SET EXERCISE: Copy out only the span from the line with "of the gray" to the end of the data, both ends kept, word for word.

EXCERPTED RECORDS:
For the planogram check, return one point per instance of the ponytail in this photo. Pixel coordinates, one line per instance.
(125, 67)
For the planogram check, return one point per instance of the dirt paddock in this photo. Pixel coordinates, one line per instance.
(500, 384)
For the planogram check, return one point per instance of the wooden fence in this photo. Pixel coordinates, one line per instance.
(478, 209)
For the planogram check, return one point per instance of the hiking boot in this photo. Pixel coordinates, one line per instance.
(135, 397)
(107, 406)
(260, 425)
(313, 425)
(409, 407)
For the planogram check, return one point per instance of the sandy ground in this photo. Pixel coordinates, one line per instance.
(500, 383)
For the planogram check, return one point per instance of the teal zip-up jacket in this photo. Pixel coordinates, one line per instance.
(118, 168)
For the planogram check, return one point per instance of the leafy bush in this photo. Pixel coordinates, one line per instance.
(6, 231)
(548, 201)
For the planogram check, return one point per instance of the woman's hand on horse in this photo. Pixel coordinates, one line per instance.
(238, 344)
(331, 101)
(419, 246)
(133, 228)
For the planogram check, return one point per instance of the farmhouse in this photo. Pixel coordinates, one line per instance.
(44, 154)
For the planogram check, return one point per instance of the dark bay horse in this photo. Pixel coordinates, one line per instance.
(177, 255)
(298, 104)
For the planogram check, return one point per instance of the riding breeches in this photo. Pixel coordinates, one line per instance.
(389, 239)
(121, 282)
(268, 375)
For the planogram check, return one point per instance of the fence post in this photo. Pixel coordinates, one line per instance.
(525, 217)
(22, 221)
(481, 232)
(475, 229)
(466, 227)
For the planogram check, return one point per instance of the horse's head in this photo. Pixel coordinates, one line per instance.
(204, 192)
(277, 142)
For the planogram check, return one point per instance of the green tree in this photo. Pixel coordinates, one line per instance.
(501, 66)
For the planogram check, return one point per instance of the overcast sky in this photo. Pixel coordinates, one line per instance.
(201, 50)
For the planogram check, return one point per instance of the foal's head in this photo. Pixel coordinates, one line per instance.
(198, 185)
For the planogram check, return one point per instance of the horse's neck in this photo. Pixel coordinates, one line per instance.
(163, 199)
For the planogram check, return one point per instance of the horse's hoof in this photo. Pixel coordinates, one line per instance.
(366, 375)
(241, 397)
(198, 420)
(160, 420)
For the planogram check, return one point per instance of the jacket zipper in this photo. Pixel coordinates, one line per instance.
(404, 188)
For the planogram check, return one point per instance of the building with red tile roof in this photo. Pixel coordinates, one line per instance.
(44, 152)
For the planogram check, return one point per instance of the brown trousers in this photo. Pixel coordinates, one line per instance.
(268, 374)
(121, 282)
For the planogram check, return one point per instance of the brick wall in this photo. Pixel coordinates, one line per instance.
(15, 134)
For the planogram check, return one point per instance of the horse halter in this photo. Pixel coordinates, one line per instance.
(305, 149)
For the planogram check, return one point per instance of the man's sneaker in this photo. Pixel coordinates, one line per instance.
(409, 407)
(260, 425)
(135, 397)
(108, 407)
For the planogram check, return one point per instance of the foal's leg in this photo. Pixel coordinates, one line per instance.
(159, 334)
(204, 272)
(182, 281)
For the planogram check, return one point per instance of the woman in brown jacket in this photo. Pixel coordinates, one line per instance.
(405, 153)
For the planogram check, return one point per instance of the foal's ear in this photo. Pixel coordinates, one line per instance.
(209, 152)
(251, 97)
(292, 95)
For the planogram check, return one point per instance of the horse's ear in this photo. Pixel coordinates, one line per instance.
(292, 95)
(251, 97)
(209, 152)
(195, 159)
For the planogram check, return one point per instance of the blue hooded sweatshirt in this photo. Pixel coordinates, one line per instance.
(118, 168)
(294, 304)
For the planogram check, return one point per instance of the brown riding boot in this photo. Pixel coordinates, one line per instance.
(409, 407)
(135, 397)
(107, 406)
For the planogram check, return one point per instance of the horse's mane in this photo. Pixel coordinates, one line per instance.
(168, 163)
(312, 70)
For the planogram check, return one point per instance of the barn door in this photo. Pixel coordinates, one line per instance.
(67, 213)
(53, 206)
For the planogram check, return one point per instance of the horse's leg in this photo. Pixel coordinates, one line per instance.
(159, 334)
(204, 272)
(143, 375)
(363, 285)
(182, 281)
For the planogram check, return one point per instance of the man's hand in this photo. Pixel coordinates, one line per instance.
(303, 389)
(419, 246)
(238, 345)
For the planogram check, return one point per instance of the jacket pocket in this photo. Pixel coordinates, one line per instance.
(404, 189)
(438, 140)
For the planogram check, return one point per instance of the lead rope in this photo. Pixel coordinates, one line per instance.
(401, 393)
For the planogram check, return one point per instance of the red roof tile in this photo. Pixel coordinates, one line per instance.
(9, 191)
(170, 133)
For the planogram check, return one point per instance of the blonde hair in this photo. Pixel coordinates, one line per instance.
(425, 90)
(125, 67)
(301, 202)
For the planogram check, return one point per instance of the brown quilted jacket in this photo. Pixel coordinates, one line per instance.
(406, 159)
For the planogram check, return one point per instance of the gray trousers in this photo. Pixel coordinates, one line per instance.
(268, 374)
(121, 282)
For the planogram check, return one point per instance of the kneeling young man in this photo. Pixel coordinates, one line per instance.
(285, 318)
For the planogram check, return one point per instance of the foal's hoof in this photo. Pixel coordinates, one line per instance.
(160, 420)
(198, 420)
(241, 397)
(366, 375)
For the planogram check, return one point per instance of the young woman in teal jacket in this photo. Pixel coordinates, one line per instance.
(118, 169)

ANSWER FOR THIS EXERCISE:
For the planogram check, return one point per instance of the gray trousers in this photo. Pixel coordinates, one line per instance.
(268, 374)
(121, 282)
For the planogram check, return one point per instance of the kneeling young man in this photo. Pixel coordinates, one line per instance.
(285, 318)
For the planogram check, return one point per instance of the foal's hoof in this photo. Pixel coordinates, one line per instance.
(160, 420)
(198, 420)
(241, 397)
(366, 375)
For the planogram check, return one point per instance of the young woman in teal jacket in this photo. Pixel coordinates, one line per instance.
(118, 169)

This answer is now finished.